Transcribe the data that follows in full. Leave out the pictures.

-------

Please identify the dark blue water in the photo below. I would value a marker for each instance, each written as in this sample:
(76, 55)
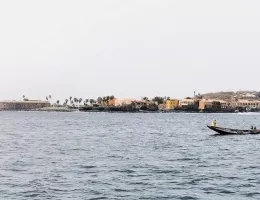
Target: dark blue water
(126, 156)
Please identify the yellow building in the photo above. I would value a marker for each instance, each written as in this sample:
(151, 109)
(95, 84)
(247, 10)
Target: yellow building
(120, 102)
(172, 104)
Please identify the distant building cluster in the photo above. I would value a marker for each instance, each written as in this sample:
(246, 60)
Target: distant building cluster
(238, 102)
(23, 105)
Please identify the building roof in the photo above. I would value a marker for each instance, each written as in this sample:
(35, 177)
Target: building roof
(213, 100)
(34, 101)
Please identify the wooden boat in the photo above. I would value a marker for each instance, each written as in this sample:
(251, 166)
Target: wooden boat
(229, 131)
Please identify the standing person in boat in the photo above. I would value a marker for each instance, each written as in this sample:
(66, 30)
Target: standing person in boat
(214, 123)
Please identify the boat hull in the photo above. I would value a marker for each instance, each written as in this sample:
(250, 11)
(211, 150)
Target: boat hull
(228, 131)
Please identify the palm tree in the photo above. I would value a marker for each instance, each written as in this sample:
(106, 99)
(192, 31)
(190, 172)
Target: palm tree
(80, 100)
(145, 98)
(86, 101)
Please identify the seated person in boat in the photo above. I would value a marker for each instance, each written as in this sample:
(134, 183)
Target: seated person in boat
(214, 123)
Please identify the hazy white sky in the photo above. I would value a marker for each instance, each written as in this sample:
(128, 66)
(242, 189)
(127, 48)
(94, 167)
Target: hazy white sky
(128, 48)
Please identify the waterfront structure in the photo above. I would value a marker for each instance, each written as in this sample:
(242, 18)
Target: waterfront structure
(205, 104)
(23, 105)
(120, 102)
(187, 103)
(242, 103)
(171, 104)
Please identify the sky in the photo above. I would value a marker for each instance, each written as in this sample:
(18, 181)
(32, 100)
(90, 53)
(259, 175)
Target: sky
(127, 48)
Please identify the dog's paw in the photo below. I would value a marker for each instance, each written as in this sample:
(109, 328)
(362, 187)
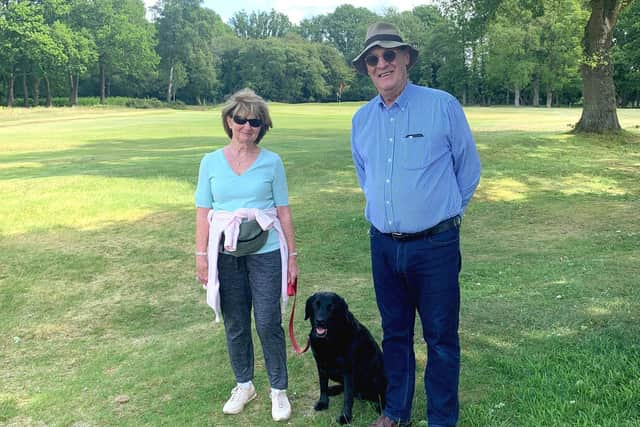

-------

* Problem solution *
Please identify the dark blue water in the photo below. I would value a marker for each instance, each written as in this sample:
(76, 55)
Target: dark blue water
(126, 156)
Please identify the yellow building in the photo above. I would value a marker for each instance, each written as in this sample:
(151, 109)
(95, 84)
(247, 10)
Target: yellow building
(120, 102)
(172, 104)
Please identify the distant building cluster in the photo above. I would value a marker for each instance, each written as in this sample:
(246, 60)
Target: distant building cluster
(238, 102)
(23, 105)
Please identify the building roof in the photo above. I would value a marker for each instance, each written as in this sample:
(35, 177)
Target: building roof
(213, 100)
(34, 101)
Please identify the wooden boat in the photo above. I would value a marker for each instance, each written as in this sample:
(251, 166)
Target: wooden boat
(229, 131)
Please identify the standing person in boat in the photo above. I would value a marker for each instance, each written as in this sample:
(66, 30)
Target: standing person in boat
(214, 123)
Please identify the boat hull in the photo above. I would value a marker for each instance, each written as in this sample:
(250, 11)
(211, 150)
Target: boat hull
(228, 131)
Please identify the palm tree in the photo above. I would value a marker for each instance, each written as in this sample:
(106, 99)
(192, 31)
(190, 172)
Target: palm tree
(80, 100)
(145, 98)
(86, 101)
Please identify the seated person in boat in the photo above. I would value a marker for each instance, each written as in this sample:
(134, 183)
Target: seated person in boat
(214, 123)
Please identify the hazy white sky in the photo above. I would value a marker for each instance, each written as in this sample:
(128, 66)
(242, 189)
(127, 48)
(94, 167)
Target: hazy white sky
(128, 48)
Please identify the waterfront structure in the photo above. I would value a marker for each instance, each written as in this sample:
(242, 18)
Target: waterfront structure
(205, 104)
(23, 105)
(120, 102)
(187, 103)
(242, 103)
(171, 104)
Please identify the sky in the photo above. I would value a marker for each instance, each written as in this sample:
(18, 181)
(32, 100)
(90, 53)
(259, 175)
Target: sky
(127, 48)
Please identify the dog's paw in the photo below. I would value a marker for each instance, each written as in this sample:
(109, 328)
(362, 187)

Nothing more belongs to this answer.